*SOURCE INFORMATION*.
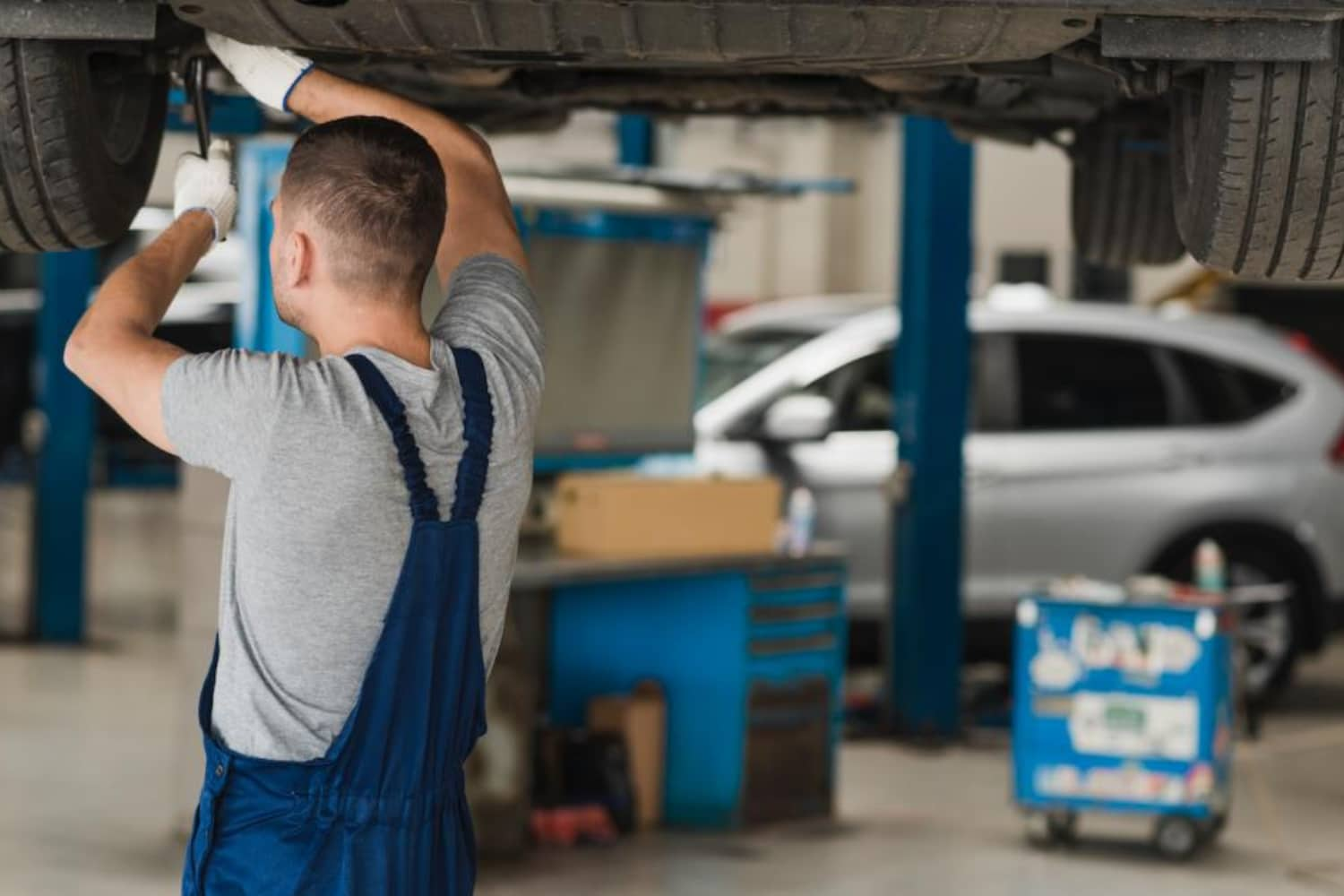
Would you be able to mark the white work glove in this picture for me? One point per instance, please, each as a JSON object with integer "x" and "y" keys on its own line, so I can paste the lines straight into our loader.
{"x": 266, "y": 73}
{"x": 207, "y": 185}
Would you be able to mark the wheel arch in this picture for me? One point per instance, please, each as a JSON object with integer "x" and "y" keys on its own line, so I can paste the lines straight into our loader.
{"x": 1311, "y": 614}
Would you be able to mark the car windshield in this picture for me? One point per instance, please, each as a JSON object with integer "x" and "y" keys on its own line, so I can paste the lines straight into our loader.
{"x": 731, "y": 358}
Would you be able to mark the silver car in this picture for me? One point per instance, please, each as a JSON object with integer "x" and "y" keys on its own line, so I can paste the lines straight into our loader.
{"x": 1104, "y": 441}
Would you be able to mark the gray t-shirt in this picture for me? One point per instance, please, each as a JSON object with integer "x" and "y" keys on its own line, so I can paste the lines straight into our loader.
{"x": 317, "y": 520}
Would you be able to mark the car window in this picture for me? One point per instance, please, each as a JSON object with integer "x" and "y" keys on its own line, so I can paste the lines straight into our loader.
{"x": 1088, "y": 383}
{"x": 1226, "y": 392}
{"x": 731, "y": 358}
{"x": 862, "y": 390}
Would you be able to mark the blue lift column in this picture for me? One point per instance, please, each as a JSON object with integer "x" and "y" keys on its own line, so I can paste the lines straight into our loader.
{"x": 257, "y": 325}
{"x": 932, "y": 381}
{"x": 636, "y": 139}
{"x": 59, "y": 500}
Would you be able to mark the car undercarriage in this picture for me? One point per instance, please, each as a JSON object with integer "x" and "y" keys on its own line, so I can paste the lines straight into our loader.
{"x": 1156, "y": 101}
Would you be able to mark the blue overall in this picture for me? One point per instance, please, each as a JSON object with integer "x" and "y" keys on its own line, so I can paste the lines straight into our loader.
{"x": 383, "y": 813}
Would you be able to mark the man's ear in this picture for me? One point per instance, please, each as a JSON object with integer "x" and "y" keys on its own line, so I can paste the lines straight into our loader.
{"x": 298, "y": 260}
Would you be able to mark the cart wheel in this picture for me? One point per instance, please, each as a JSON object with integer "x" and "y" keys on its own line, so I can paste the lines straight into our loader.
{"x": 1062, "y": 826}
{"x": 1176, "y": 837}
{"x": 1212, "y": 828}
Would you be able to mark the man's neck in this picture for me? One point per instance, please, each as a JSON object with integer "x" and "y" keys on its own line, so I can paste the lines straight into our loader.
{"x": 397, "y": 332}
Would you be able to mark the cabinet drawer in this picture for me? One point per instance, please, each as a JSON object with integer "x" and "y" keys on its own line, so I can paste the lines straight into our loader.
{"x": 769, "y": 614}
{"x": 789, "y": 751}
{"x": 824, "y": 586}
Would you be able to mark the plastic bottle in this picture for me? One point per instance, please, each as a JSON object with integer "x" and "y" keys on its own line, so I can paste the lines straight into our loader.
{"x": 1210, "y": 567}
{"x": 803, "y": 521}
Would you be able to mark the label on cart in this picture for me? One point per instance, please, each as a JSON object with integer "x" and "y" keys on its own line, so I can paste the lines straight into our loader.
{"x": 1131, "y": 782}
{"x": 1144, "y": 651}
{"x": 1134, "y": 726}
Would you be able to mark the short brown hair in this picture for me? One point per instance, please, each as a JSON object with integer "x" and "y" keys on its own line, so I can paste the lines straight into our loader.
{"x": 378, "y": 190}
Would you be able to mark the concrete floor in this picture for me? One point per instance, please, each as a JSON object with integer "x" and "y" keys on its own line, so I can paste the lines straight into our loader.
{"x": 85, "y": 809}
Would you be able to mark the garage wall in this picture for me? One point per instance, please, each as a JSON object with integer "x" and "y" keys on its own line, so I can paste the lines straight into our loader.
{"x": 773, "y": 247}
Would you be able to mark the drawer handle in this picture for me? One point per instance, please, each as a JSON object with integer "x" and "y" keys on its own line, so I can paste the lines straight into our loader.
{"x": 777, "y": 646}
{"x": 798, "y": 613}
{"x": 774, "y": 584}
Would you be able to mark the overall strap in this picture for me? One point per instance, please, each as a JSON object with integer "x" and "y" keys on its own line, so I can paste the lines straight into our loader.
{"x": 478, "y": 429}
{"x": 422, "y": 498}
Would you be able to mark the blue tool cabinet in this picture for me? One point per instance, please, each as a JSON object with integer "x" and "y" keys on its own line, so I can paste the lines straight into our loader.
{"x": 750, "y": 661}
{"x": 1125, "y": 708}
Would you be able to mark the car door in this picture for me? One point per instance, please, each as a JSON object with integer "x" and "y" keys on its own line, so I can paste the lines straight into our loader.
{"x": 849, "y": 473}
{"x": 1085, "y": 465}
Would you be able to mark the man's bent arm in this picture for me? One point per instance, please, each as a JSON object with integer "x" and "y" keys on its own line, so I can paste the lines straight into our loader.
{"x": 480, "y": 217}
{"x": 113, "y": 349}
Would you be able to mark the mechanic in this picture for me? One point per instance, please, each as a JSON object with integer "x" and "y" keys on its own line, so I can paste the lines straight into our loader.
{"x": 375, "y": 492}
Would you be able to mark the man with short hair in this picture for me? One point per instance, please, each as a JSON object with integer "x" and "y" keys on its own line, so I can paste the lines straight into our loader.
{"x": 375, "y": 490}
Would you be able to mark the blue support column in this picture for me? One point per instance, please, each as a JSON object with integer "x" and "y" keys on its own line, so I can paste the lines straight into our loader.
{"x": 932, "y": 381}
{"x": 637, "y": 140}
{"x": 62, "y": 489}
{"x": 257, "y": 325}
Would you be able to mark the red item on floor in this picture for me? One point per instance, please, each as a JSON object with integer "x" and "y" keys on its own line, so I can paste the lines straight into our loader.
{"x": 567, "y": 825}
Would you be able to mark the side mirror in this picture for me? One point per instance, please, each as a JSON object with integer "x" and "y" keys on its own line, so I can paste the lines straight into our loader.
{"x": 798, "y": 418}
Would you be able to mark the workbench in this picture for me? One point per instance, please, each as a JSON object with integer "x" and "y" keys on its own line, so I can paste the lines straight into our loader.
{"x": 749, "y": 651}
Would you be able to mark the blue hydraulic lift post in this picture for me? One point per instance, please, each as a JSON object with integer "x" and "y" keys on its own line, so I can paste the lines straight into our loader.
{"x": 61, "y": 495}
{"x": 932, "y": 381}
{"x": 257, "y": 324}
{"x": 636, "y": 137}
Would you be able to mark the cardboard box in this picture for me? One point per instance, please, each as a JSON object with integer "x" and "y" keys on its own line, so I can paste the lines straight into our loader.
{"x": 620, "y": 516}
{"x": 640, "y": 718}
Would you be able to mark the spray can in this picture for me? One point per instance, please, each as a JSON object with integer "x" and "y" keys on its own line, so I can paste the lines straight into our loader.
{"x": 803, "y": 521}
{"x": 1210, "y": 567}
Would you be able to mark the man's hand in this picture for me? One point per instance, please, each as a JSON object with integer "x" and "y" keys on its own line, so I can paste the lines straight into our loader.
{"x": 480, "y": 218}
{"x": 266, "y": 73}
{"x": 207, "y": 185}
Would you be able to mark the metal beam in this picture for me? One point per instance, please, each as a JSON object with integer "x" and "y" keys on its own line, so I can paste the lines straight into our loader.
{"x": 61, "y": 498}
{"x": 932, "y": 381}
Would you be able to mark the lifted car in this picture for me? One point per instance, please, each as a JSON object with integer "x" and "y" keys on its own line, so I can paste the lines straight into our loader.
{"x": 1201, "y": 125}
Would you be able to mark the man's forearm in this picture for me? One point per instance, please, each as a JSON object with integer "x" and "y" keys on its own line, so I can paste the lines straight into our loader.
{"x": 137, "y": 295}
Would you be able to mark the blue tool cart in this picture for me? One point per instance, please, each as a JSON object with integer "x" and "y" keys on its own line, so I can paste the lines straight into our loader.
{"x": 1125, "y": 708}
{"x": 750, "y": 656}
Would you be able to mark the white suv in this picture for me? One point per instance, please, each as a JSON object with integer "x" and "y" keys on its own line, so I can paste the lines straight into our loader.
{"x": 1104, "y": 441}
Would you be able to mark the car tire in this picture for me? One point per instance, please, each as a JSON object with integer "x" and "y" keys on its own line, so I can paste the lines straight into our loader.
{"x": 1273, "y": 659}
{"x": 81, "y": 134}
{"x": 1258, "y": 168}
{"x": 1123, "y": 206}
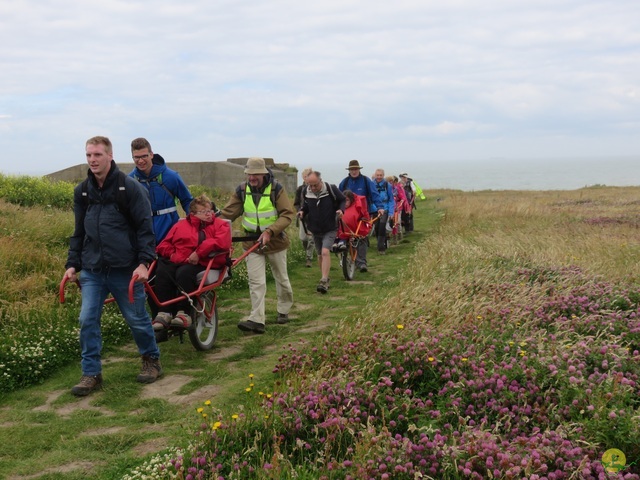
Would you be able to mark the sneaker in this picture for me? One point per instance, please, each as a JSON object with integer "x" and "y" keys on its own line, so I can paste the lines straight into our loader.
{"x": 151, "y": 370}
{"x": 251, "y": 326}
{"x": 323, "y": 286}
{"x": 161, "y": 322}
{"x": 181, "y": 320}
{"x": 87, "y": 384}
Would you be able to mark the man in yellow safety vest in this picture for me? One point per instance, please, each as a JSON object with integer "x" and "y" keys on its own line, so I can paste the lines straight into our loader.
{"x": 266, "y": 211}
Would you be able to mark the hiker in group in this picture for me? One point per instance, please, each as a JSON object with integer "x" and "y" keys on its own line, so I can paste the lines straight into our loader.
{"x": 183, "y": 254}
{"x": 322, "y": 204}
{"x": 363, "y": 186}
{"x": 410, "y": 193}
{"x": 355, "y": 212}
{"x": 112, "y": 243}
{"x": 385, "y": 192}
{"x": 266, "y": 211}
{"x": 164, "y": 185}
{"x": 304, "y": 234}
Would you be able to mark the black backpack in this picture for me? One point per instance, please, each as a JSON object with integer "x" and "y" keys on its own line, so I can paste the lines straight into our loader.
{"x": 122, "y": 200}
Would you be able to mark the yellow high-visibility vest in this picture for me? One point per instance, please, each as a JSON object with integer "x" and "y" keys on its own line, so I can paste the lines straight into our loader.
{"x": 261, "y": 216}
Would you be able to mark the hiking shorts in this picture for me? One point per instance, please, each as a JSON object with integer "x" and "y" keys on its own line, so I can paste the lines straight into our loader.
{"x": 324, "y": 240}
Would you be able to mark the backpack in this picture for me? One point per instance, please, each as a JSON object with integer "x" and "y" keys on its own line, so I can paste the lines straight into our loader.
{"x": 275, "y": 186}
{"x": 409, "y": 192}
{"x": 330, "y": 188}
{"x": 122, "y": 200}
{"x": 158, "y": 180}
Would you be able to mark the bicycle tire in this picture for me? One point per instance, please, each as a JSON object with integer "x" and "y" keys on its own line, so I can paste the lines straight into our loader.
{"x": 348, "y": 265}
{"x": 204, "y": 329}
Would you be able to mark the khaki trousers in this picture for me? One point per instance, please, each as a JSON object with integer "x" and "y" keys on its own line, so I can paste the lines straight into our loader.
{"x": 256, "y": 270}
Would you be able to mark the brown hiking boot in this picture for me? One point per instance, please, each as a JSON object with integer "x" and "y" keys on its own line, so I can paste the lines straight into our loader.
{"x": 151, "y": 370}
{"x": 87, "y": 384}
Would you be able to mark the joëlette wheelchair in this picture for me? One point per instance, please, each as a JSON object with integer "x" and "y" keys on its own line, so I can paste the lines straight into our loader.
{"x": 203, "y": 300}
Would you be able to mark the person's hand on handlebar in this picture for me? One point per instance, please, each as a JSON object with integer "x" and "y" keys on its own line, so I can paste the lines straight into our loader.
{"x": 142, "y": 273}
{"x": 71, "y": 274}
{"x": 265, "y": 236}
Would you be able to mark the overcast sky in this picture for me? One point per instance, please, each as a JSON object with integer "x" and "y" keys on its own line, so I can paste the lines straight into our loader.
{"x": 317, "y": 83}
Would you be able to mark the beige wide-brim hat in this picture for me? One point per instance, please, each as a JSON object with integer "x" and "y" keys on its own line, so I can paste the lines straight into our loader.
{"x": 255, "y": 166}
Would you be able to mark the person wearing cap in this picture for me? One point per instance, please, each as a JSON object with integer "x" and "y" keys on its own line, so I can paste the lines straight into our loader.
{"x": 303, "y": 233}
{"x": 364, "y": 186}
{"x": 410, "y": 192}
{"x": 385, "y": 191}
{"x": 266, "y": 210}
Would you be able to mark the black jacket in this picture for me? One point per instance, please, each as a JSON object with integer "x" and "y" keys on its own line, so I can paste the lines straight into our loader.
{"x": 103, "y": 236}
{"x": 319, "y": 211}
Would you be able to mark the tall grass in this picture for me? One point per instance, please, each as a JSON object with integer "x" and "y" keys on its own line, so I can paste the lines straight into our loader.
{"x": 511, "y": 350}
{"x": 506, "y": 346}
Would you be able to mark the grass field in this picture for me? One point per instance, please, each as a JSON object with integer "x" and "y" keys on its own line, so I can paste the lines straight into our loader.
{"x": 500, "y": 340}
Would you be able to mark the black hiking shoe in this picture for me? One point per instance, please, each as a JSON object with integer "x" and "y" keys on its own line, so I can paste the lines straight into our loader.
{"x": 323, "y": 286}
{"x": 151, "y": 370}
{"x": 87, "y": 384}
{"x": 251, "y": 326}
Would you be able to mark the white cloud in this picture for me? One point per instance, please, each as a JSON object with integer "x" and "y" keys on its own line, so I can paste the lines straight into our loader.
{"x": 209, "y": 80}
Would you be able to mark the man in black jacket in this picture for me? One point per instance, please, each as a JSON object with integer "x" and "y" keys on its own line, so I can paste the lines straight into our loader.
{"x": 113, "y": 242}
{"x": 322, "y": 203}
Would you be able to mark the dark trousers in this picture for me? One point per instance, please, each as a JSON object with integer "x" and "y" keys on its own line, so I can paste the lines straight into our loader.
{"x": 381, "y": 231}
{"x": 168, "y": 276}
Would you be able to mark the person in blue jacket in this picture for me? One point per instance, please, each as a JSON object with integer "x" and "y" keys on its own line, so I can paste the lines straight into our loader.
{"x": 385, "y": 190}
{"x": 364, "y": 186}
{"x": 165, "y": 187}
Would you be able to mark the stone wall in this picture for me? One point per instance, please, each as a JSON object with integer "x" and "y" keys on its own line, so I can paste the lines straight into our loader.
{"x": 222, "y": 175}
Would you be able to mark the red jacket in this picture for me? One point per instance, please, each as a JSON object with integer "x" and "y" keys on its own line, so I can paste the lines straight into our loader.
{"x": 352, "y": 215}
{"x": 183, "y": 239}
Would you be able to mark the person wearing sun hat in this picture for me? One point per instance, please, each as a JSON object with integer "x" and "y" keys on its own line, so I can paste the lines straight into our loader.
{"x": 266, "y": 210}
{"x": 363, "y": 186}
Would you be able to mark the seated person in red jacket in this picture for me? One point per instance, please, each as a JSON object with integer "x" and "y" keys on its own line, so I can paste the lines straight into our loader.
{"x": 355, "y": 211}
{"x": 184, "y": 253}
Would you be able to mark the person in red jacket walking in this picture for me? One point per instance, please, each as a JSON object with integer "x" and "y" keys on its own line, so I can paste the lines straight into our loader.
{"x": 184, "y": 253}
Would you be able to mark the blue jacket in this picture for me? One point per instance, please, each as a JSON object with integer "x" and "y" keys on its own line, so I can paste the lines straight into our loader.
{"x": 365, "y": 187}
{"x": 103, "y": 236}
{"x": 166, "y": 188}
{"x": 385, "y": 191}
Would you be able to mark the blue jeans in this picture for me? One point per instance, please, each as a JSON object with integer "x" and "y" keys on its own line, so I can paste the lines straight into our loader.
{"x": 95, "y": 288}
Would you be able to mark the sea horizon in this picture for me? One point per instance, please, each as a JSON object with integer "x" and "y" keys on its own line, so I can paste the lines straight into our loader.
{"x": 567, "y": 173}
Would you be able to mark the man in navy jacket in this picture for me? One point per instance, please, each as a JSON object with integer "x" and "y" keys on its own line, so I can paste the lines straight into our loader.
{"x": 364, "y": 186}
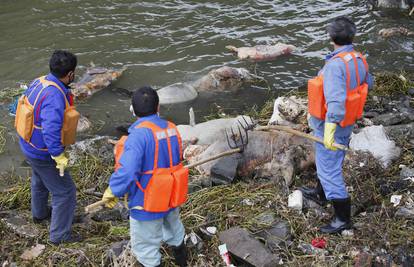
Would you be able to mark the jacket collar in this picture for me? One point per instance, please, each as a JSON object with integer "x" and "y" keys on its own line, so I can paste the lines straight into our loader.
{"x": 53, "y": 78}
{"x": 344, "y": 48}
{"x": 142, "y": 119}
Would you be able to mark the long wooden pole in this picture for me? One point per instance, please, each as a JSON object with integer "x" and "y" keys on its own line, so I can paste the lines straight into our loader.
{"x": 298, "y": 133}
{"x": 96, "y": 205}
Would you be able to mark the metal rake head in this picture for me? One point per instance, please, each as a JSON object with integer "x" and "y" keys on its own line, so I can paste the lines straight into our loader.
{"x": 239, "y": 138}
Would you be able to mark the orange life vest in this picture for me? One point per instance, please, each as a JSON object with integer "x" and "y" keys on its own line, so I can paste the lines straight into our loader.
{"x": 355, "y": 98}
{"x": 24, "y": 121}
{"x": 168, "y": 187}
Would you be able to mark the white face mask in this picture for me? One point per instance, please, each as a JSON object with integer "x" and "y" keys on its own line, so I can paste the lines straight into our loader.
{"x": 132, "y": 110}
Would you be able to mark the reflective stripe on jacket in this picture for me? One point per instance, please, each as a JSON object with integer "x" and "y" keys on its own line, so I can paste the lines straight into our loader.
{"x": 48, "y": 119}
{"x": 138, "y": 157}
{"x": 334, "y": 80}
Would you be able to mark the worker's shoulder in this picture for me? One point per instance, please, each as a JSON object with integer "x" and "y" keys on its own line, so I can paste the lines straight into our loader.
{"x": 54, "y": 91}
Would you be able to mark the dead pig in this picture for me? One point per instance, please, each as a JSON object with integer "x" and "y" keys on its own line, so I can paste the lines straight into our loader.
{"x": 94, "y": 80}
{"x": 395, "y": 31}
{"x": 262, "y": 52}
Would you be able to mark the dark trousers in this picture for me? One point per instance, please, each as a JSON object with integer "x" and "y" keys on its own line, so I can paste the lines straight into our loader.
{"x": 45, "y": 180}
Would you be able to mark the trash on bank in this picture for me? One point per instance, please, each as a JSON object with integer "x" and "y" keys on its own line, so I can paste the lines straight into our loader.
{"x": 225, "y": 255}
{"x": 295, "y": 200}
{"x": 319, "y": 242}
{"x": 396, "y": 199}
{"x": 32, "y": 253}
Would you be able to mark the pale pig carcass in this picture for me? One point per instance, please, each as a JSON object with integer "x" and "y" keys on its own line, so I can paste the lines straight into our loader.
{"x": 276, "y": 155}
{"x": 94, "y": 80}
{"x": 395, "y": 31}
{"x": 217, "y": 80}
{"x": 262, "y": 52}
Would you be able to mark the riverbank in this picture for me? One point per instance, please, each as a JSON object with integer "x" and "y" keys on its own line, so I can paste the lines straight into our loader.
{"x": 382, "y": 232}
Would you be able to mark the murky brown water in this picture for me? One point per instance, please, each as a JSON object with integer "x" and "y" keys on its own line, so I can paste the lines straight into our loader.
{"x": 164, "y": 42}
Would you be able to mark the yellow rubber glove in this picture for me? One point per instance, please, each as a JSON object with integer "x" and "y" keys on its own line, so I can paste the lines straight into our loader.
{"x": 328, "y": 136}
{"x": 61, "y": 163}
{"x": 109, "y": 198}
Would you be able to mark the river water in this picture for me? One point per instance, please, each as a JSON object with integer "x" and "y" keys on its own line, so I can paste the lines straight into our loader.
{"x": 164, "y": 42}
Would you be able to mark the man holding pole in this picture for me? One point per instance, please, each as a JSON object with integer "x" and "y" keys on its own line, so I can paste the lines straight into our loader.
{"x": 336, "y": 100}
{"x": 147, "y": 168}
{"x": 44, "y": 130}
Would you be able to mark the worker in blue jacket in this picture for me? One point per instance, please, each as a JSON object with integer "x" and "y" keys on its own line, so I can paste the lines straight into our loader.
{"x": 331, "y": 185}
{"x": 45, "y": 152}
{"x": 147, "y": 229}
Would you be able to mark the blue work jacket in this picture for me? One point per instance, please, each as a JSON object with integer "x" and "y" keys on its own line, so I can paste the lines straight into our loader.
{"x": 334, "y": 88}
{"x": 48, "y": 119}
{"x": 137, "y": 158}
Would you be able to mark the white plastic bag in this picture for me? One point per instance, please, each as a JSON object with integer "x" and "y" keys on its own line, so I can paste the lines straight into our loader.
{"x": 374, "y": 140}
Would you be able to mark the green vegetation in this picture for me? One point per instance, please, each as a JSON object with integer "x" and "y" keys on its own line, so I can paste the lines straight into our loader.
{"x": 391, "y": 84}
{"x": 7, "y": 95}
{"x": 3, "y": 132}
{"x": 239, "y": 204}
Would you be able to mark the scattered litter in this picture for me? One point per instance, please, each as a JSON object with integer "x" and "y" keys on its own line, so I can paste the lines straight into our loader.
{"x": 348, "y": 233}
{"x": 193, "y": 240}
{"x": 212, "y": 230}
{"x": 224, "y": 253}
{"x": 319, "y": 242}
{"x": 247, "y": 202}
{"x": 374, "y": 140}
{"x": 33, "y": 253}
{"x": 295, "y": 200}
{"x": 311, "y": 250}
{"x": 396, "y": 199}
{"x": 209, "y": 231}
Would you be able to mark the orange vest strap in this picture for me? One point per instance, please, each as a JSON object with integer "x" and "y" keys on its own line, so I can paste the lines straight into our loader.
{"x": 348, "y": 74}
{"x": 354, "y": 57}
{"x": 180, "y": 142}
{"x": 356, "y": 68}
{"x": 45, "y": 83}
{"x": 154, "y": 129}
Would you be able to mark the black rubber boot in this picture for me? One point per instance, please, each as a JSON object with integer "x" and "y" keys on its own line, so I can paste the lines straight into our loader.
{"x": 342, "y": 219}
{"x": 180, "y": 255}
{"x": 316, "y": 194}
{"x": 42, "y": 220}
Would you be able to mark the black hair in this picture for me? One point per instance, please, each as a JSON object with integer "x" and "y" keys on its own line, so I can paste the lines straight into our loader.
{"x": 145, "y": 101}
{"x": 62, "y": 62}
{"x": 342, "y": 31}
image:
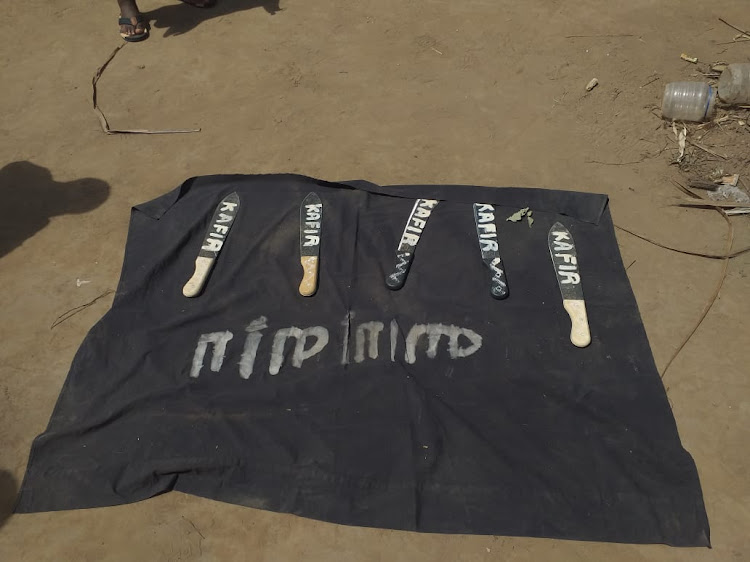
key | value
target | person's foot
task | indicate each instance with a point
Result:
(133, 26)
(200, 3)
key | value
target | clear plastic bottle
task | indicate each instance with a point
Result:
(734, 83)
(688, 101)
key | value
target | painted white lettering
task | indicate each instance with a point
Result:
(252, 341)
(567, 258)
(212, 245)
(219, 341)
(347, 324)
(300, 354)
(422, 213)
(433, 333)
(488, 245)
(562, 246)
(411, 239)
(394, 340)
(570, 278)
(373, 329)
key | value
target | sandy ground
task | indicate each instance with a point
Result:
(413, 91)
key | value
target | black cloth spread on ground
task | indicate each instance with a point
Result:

*WHAT YOU WILL DO*.
Return every line from the entries above that contains the word "ground".

*YOUR SOLUTION*.
target | sandy ground
target | black cloth spread on ground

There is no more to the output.